Set task
Could you copy out all of the data below word for word, leaving out the pictures?

'''

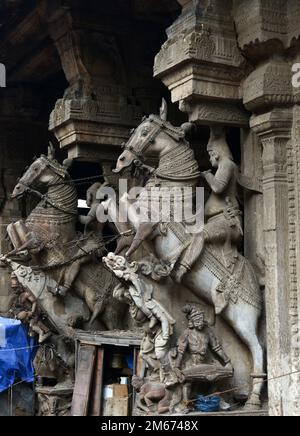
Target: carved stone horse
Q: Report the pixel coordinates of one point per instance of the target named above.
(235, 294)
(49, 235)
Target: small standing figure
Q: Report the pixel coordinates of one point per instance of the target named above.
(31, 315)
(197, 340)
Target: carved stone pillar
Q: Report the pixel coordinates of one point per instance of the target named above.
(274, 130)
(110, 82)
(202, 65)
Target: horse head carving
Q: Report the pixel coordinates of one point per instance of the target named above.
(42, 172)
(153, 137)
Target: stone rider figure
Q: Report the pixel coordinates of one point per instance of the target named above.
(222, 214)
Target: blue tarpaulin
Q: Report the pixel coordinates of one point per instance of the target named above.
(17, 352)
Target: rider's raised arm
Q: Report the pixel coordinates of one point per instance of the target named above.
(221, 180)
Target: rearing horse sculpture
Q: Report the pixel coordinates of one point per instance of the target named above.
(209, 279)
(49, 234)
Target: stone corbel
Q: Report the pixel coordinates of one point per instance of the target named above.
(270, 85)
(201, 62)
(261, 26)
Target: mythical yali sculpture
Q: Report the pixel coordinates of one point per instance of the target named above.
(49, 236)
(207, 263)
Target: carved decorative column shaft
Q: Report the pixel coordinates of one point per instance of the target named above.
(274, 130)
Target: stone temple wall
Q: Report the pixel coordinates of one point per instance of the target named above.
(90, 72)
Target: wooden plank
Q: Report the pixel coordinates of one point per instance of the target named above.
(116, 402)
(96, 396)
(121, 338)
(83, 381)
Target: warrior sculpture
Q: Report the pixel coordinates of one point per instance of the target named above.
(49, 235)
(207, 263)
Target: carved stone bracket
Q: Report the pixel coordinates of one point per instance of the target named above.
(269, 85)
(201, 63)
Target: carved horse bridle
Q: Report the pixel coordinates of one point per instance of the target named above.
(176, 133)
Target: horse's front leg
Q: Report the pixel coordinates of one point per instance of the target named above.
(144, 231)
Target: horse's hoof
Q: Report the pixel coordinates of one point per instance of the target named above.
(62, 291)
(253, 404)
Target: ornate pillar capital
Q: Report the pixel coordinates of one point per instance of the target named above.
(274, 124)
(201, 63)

'''

Exercise response
Target: carved stone horse
Q: Report the pixel coordinates of one point per instance of the target named above.
(235, 294)
(49, 235)
Target: small standing figure
Q: Report the pixel coordinates of one point per instance of the target named above.
(31, 315)
(197, 340)
Target: carved stone pillar
Q: Report the pixel coordinates of one point per instance of the target named above.
(274, 130)
(110, 82)
(202, 65)
Target: horse head carving
Q: Report the pixel coordinates of one point per instance of the target named above.
(42, 172)
(153, 137)
Target: stone rider figure
Q: Report the pixel coordinates of one point per instance of the target named above.
(222, 214)
Target: blue tarpaulin
Q: Report the pixel coordinates of one point per instance of the target named above.
(17, 352)
Target: rider's raised arm
Q: Report the pixel coordinates of one point per instance of the target named above.
(221, 180)
Target: rearing horse sculpture
Q: Report the pixel coordinates of one point per instance of the target named above.
(209, 279)
(49, 234)
Target: stone corbel
Q: Report the pixel coordinates of one point per instance of the target named above.
(270, 85)
(201, 62)
(261, 26)
Target: mythical yali sculpture
Q: Report the pixel coordinates of one point per instance of the target named above.
(49, 236)
(207, 263)
Target: carved decorative column shaft
Q: Report the pixel coordinates of one point per instance of the target named above.
(274, 130)
Target: stone temple wall
Q: Report the pixel coordinates of one point per instance of the target named above.
(90, 72)
Target: wooden plank
Q: Report the pixel coordinates of one point per instance of the target named above.
(116, 402)
(96, 396)
(121, 338)
(83, 381)
Target: warrior sculpture
Q: Report the pixel coordinates of one point per instance of the target named above.
(49, 235)
(207, 263)
Target: carved stone bracket
Q: Report the pixel coordinates of one point per instance of the target named above.
(269, 85)
(201, 63)
Target: carved horse bridle
Q: Report the pixel coordinates of one point per instance of the target named above.
(176, 133)
Target: horse's front leg
Q: Report the pixel coordinates of one point per instance of the target named above.
(144, 231)
Target: horse's hoof
Q: Report the pixel coordinates of one point per instance of the target named above.
(62, 291)
(253, 404)
Target: ornate pillar capital
Q: Report the pixel coordinates of one point per instance of the target named above.
(274, 124)
(201, 63)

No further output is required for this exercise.